OBJECTIVE:
Please identify every line in the rows below that contains the string "reflection", matching case exactly, and copy each of those lines.

DATA FOR THIS TASK:

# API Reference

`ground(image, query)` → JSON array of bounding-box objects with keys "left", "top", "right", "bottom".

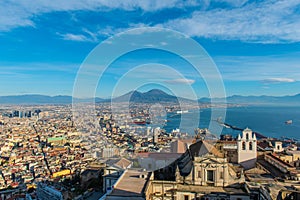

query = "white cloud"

[
  {"left": 263, "top": 78, "right": 296, "bottom": 84},
  {"left": 164, "top": 78, "right": 195, "bottom": 85},
  {"left": 163, "top": 0, "right": 300, "bottom": 43},
  {"left": 0, "top": 0, "right": 300, "bottom": 43},
  {"left": 61, "top": 33, "right": 89, "bottom": 41},
  {"left": 213, "top": 52, "right": 300, "bottom": 82},
  {"left": 0, "top": 0, "right": 197, "bottom": 31}
]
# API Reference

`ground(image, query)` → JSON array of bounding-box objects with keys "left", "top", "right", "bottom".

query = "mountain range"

[{"left": 0, "top": 89, "right": 300, "bottom": 105}]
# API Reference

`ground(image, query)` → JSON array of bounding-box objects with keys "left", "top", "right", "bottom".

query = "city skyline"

[{"left": 0, "top": 0, "right": 300, "bottom": 98}]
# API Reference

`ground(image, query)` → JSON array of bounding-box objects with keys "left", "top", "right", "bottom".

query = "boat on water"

[
  {"left": 285, "top": 119, "right": 293, "bottom": 124},
  {"left": 176, "top": 110, "right": 189, "bottom": 114}
]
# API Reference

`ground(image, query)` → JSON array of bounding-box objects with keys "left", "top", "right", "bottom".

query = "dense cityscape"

[
  {"left": 0, "top": 103, "right": 300, "bottom": 200},
  {"left": 0, "top": 0, "right": 300, "bottom": 200}
]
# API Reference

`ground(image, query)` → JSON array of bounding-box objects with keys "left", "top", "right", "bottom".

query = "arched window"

[
  {"left": 249, "top": 142, "right": 253, "bottom": 150},
  {"left": 242, "top": 142, "right": 246, "bottom": 150}
]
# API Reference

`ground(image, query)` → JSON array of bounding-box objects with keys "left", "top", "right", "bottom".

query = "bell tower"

[{"left": 237, "top": 128, "right": 257, "bottom": 169}]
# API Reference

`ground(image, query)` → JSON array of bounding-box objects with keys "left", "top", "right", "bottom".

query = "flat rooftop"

[{"left": 106, "top": 169, "right": 148, "bottom": 200}]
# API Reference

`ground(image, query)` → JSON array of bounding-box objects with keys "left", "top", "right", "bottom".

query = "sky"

[{"left": 0, "top": 0, "right": 300, "bottom": 98}]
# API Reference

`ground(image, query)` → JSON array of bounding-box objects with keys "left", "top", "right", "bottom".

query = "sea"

[{"left": 162, "top": 106, "right": 300, "bottom": 141}]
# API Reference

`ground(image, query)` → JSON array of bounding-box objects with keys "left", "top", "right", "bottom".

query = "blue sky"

[{"left": 0, "top": 0, "right": 300, "bottom": 97}]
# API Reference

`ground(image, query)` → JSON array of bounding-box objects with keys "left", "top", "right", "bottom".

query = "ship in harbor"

[
  {"left": 176, "top": 110, "right": 189, "bottom": 114},
  {"left": 285, "top": 119, "right": 293, "bottom": 124}
]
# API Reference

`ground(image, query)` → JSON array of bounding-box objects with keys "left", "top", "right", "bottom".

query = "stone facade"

[{"left": 237, "top": 128, "right": 257, "bottom": 169}]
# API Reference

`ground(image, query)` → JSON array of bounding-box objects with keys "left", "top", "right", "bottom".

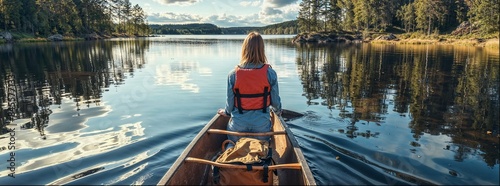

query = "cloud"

[
  {"left": 259, "top": 0, "right": 300, "bottom": 25},
  {"left": 264, "top": 0, "right": 297, "bottom": 8},
  {"left": 154, "top": 0, "right": 200, "bottom": 5},
  {"left": 240, "top": 1, "right": 260, "bottom": 7},
  {"left": 202, "top": 14, "right": 264, "bottom": 27},
  {"left": 148, "top": 12, "right": 202, "bottom": 24}
]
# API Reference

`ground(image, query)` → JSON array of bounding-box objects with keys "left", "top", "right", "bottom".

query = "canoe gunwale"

[{"left": 157, "top": 112, "right": 316, "bottom": 185}]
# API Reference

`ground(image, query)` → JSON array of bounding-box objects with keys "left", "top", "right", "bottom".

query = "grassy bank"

[
  {"left": 0, "top": 30, "right": 141, "bottom": 44},
  {"left": 369, "top": 30, "right": 499, "bottom": 49}
]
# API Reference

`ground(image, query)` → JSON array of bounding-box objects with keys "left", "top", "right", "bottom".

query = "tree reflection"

[
  {"left": 0, "top": 40, "right": 150, "bottom": 138},
  {"left": 297, "top": 44, "right": 500, "bottom": 166}
]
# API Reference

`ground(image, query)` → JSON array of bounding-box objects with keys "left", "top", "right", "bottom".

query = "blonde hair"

[{"left": 240, "top": 32, "right": 267, "bottom": 65}]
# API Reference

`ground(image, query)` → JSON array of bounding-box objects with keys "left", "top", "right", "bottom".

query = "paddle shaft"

[{"left": 185, "top": 157, "right": 302, "bottom": 170}]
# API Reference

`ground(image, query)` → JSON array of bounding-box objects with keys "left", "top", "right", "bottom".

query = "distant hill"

[{"left": 149, "top": 20, "right": 298, "bottom": 35}]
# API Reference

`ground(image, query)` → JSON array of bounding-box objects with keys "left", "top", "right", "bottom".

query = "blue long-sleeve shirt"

[{"left": 225, "top": 64, "right": 281, "bottom": 132}]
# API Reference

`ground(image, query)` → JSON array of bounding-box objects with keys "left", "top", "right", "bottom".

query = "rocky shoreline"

[
  {"left": 291, "top": 33, "right": 499, "bottom": 48},
  {"left": 0, "top": 31, "right": 148, "bottom": 43}
]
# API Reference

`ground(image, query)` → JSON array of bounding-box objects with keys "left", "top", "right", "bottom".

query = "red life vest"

[{"left": 233, "top": 64, "right": 271, "bottom": 113}]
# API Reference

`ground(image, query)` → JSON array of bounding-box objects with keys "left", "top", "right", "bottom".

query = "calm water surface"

[{"left": 0, "top": 36, "right": 500, "bottom": 185}]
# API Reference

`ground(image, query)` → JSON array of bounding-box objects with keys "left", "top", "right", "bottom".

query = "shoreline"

[
  {"left": 291, "top": 33, "right": 500, "bottom": 49},
  {"left": 0, "top": 33, "right": 500, "bottom": 49}
]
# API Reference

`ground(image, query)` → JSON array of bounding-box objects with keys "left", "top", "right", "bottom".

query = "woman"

[{"left": 218, "top": 32, "right": 281, "bottom": 147}]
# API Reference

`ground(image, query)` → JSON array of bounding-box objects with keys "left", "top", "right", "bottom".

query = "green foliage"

[
  {"left": 0, "top": 0, "right": 150, "bottom": 37},
  {"left": 297, "top": 0, "right": 500, "bottom": 36},
  {"left": 150, "top": 20, "right": 298, "bottom": 35}
]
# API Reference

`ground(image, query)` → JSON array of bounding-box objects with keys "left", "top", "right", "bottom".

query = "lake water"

[{"left": 0, "top": 35, "right": 500, "bottom": 185}]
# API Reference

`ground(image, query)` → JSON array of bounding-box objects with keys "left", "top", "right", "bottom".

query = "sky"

[{"left": 130, "top": 0, "right": 300, "bottom": 27}]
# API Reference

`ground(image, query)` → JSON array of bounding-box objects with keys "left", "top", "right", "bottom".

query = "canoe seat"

[
  {"left": 207, "top": 129, "right": 286, "bottom": 136},
  {"left": 184, "top": 157, "right": 302, "bottom": 170}
]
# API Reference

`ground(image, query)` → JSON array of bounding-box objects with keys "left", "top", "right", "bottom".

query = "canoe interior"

[{"left": 158, "top": 113, "right": 315, "bottom": 185}]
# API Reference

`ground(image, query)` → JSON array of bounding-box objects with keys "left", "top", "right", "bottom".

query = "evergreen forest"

[
  {"left": 297, "top": 0, "right": 500, "bottom": 37},
  {"left": 0, "top": 0, "right": 150, "bottom": 37}
]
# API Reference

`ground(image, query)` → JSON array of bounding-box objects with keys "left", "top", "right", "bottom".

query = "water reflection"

[
  {"left": 297, "top": 44, "right": 500, "bottom": 167},
  {"left": 0, "top": 40, "right": 150, "bottom": 139}
]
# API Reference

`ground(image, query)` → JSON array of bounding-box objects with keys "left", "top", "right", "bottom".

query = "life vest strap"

[
  {"left": 234, "top": 88, "right": 243, "bottom": 114},
  {"left": 262, "top": 87, "right": 269, "bottom": 113}
]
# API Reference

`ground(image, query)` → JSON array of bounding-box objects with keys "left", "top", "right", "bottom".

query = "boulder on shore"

[
  {"left": 375, "top": 33, "right": 399, "bottom": 41},
  {"left": 47, "top": 34, "right": 64, "bottom": 41},
  {"left": 85, "top": 32, "right": 102, "bottom": 40},
  {"left": 0, "top": 31, "right": 14, "bottom": 42}
]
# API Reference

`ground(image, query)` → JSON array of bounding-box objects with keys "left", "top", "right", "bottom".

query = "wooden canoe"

[{"left": 158, "top": 113, "right": 316, "bottom": 185}]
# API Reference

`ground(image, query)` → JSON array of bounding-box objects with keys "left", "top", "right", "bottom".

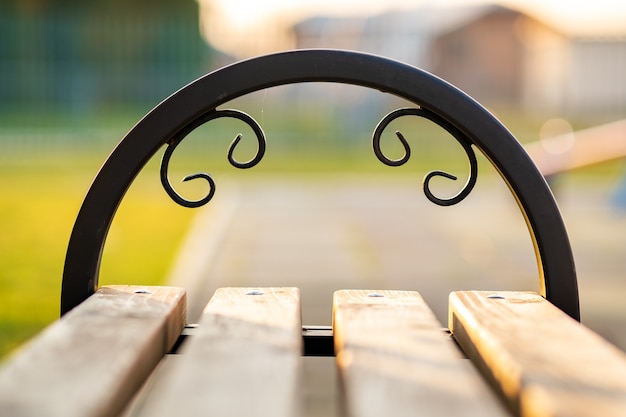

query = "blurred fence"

[{"left": 0, "top": 8, "right": 214, "bottom": 112}]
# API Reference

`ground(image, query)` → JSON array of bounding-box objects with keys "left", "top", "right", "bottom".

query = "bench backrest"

[{"left": 61, "top": 50, "right": 579, "bottom": 319}]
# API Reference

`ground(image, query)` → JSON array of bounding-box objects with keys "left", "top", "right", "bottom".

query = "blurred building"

[{"left": 293, "top": 5, "right": 626, "bottom": 113}]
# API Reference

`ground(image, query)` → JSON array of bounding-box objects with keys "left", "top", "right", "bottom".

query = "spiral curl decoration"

[
  {"left": 161, "top": 109, "right": 266, "bottom": 208},
  {"left": 372, "top": 108, "right": 478, "bottom": 206}
]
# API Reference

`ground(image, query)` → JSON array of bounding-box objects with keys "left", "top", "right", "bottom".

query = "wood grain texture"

[
  {"left": 137, "top": 288, "right": 302, "bottom": 417},
  {"left": 0, "top": 285, "right": 186, "bottom": 417},
  {"left": 449, "top": 291, "right": 626, "bottom": 417},
  {"left": 333, "top": 290, "right": 507, "bottom": 417}
]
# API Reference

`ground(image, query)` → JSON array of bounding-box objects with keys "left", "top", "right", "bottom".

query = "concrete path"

[{"left": 165, "top": 171, "right": 626, "bottom": 416}]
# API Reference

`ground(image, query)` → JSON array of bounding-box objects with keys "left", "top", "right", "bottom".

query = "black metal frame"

[{"left": 61, "top": 50, "right": 579, "bottom": 319}]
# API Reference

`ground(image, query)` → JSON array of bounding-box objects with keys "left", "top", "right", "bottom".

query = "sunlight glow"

[{"left": 197, "top": 0, "right": 626, "bottom": 57}]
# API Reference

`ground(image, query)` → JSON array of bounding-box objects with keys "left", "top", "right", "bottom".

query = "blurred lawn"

[
  {"left": 0, "top": 103, "right": 617, "bottom": 358},
  {"left": 0, "top": 155, "right": 193, "bottom": 357}
]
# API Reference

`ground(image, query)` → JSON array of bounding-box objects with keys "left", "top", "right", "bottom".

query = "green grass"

[
  {"left": 0, "top": 101, "right": 622, "bottom": 358},
  {"left": 0, "top": 155, "right": 193, "bottom": 357}
]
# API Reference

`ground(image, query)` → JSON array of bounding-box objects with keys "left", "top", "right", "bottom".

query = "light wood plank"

[
  {"left": 450, "top": 291, "right": 626, "bottom": 417},
  {"left": 137, "top": 288, "right": 302, "bottom": 417},
  {"left": 0, "top": 285, "right": 186, "bottom": 417},
  {"left": 333, "top": 290, "right": 506, "bottom": 417}
]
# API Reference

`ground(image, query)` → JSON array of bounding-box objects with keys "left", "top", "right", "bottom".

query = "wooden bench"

[{"left": 0, "top": 50, "right": 626, "bottom": 417}]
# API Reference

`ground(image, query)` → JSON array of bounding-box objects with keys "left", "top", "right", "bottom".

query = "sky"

[{"left": 198, "top": 0, "right": 626, "bottom": 55}]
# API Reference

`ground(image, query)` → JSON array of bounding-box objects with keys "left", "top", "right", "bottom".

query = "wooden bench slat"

[
  {"left": 333, "top": 290, "right": 506, "bottom": 417},
  {"left": 137, "top": 288, "right": 303, "bottom": 417},
  {"left": 0, "top": 285, "right": 186, "bottom": 417},
  {"left": 450, "top": 291, "right": 626, "bottom": 417}
]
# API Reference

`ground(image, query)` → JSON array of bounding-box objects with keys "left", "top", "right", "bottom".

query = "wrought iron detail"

[
  {"left": 161, "top": 110, "right": 266, "bottom": 208},
  {"left": 372, "top": 107, "right": 478, "bottom": 206}
]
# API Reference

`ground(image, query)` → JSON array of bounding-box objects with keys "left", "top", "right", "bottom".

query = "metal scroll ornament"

[
  {"left": 161, "top": 110, "right": 266, "bottom": 208},
  {"left": 372, "top": 108, "right": 478, "bottom": 206}
]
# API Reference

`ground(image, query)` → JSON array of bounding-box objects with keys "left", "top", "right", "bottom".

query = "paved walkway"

[
  {"left": 165, "top": 176, "right": 626, "bottom": 416},
  {"left": 169, "top": 177, "right": 626, "bottom": 349}
]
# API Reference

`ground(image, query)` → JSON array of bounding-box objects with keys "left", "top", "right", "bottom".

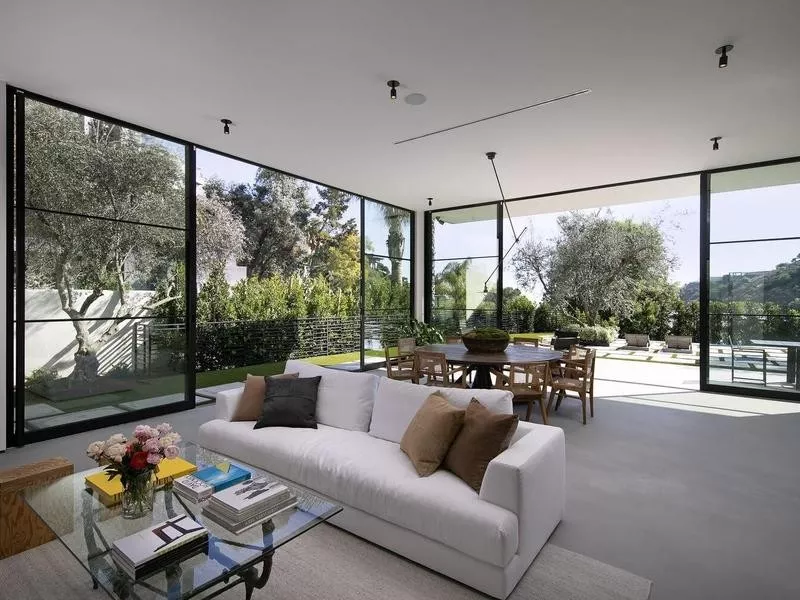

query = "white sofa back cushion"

[
  {"left": 283, "top": 360, "right": 379, "bottom": 431},
  {"left": 369, "top": 377, "right": 513, "bottom": 444}
]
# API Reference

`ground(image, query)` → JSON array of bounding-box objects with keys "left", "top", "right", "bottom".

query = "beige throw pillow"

[
  {"left": 231, "top": 373, "right": 300, "bottom": 421},
  {"left": 444, "top": 398, "right": 519, "bottom": 492},
  {"left": 400, "top": 393, "right": 464, "bottom": 477}
]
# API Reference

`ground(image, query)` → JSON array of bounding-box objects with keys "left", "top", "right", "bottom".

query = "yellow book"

[{"left": 85, "top": 457, "right": 197, "bottom": 506}]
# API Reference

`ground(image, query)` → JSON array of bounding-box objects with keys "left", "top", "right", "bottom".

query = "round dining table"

[{"left": 417, "top": 344, "right": 564, "bottom": 390}]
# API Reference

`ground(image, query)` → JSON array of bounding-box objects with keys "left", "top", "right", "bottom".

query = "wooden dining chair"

[
  {"left": 414, "top": 350, "right": 467, "bottom": 388},
  {"left": 514, "top": 338, "right": 539, "bottom": 348},
  {"left": 494, "top": 362, "right": 550, "bottom": 425},
  {"left": 385, "top": 347, "right": 419, "bottom": 383},
  {"left": 397, "top": 338, "right": 417, "bottom": 357},
  {"left": 547, "top": 347, "right": 597, "bottom": 425}
]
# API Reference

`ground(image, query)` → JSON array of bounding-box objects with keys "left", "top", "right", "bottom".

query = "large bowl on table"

[{"left": 461, "top": 327, "right": 511, "bottom": 354}]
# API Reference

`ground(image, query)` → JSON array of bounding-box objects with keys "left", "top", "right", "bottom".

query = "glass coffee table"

[{"left": 25, "top": 443, "right": 342, "bottom": 600}]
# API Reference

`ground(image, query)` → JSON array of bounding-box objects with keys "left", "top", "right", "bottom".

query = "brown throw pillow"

[
  {"left": 444, "top": 398, "right": 519, "bottom": 492},
  {"left": 400, "top": 393, "right": 464, "bottom": 477},
  {"left": 231, "top": 373, "right": 300, "bottom": 421}
]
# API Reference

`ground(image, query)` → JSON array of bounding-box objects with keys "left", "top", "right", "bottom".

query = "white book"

[
  {"left": 113, "top": 514, "right": 208, "bottom": 567},
  {"left": 173, "top": 475, "right": 214, "bottom": 499},
  {"left": 210, "top": 477, "right": 291, "bottom": 513},
  {"left": 203, "top": 496, "right": 297, "bottom": 535}
]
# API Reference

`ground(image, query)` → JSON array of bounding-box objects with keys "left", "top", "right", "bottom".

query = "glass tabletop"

[{"left": 25, "top": 443, "right": 342, "bottom": 600}]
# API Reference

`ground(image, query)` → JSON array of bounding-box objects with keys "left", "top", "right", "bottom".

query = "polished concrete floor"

[{"left": 0, "top": 382, "right": 800, "bottom": 600}]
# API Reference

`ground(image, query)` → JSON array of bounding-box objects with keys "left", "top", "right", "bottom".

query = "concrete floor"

[{"left": 0, "top": 376, "right": 800, "bottom": 600}]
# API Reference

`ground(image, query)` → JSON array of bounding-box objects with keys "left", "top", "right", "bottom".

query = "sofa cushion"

[
  {"left": 253, "top": 375, "right": 321, "bottom": 429},
  {"left": 444, "top": 400, "right": 519, "bottom": 492},
  {"left": 231, "top": 373, "right": 298, "bottom": 421},
  {"left": 284, "top": 360, "right": 378, "bottom": 431},
  {"left": 369, "top": 377, "right": 514, "bottom": 444},
  {"left": 400, "top": 393, "right": 465, "bottom": 477},
  {"left": 200, "top": 419, "right": 519, "bottom": 567}
]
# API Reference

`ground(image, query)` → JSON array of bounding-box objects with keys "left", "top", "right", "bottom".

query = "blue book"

[{"left": 174, "top": 462, "right": 250, "bottom": 500}]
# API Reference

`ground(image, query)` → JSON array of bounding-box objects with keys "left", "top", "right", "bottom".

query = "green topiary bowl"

[{"left": 461, "top": 327, "right": 511, "bottom": 354}]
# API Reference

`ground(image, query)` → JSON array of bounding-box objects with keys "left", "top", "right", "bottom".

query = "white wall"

[
  {"left": 0, "top": 81, "right": 8, "bottom": 450},
  {"left": 25, "top": 290, "right": 153, "bottom": 377}
]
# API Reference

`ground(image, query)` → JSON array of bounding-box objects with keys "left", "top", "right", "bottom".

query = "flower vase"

[{"left": 122, "top": 471, "right": 156, "bottom": 519}]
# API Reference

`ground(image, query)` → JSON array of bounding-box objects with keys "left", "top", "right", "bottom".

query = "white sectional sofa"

[{"left": 200, "top": 361, "right": 565, "bottom": 598}]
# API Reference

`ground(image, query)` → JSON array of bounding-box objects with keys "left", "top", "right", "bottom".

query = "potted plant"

[
  {"left": 86, "top": 423, "right": 181, "bottom": 519},
  {"left": 461, "top": 327, "right": 511, "bottom": 352}
]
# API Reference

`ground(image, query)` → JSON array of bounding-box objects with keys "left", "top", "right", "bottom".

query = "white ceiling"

[{"left": 0, "top": 0, "right": 800, "bottom": 209}]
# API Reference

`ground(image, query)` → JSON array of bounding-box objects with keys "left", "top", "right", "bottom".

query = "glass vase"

[{"left": 122, "top": 471, "right": 156, "bottom": 519}]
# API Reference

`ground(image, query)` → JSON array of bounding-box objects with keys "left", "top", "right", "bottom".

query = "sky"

[{"left": 197, "top": 151, "right": 800, "bottom": 297}]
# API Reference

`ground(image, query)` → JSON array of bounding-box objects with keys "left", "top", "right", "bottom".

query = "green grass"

[{"left": 25, "top": 350, "right": 383, "bottom": 412}]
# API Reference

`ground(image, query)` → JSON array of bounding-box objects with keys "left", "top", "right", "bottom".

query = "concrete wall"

[{"left": 25, "top": 290, "right": 153, "bottom": 376}]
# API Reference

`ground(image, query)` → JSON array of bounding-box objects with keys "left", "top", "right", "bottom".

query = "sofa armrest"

[
  {"left": 217, "top": 387, "right": 244, "bottom": 421},
  {"left": 480, "top": 423, "right": 566, "bottom": 560}
]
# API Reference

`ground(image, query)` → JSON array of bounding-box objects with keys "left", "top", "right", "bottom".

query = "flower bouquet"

[{"left": 86, "top": 423, "right": 181, "bottom": 519}]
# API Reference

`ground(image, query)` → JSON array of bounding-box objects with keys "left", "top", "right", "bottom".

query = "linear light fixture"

[
  {"left": 394, "top": 88, "right": 592, "bottom": 146},
  {"left": 483, "top": 152, "right": 528, "bottom": 294}
]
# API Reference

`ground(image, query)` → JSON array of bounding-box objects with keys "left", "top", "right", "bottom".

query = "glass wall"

[
  {"left": 704, "top": 163, "right": 800, "bottom": 395},
  {"left": 14, "top": 95, "right": 187, "bottom": 437},
  {"left": 362, "top": 200, "right": 414, "bottom": 366},
  {"left": 428, "top": 204, "right": 499, "bottom": 334},
  {"left": 7, "top": 88, "right": 414, "bottom": 444}
]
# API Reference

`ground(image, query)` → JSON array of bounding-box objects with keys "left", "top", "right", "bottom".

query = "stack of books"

[
  {"left": 111, "top": 514, "right": 208, "bottom": 579},
  {"left": 203, "top": 477, "right": 297, "bottom": 534},
  {"left": 172, "top": 462, "right": 250, "bottom": 502}
]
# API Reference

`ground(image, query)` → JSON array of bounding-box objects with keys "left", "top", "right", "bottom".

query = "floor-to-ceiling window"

[
  {"left": 361, "top": 200, "right": 414, "bottom": 367},
  {"left": 426, "top": 203, "right": 500, "bottom": 334},
  {"left": 703, "top": 162, "right": 800, "bottom": 397},
  {"left": 7, "top": 88, "right": 414, "bottom": 444},
  {"left": 12, "top": 92, "right": 189, "bottom": 441}
]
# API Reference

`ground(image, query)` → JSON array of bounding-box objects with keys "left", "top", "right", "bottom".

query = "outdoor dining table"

[
  {"left": 418, "top": 344, "right": 564, "bottom": 389},
  {"left": 750, "top": 340, "right": 800, "bottom": 389}
]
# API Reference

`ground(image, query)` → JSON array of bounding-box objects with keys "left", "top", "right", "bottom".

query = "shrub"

[
  {"left": 25, "top": 367, "right": 58, "bottom": 386},
  {"left": 578, "top": 325, "right": 618, "bottom": 346},
  {"left": 392, "top": 319, "right": 444, "bottom": 346}
]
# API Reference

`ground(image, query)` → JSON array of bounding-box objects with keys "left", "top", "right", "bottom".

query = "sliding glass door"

[{"left": 702, "top": 163, "right": 800, "bottom": 399}]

OUTPUT BELOW:
query = "tree reflection"
query = "water reflection"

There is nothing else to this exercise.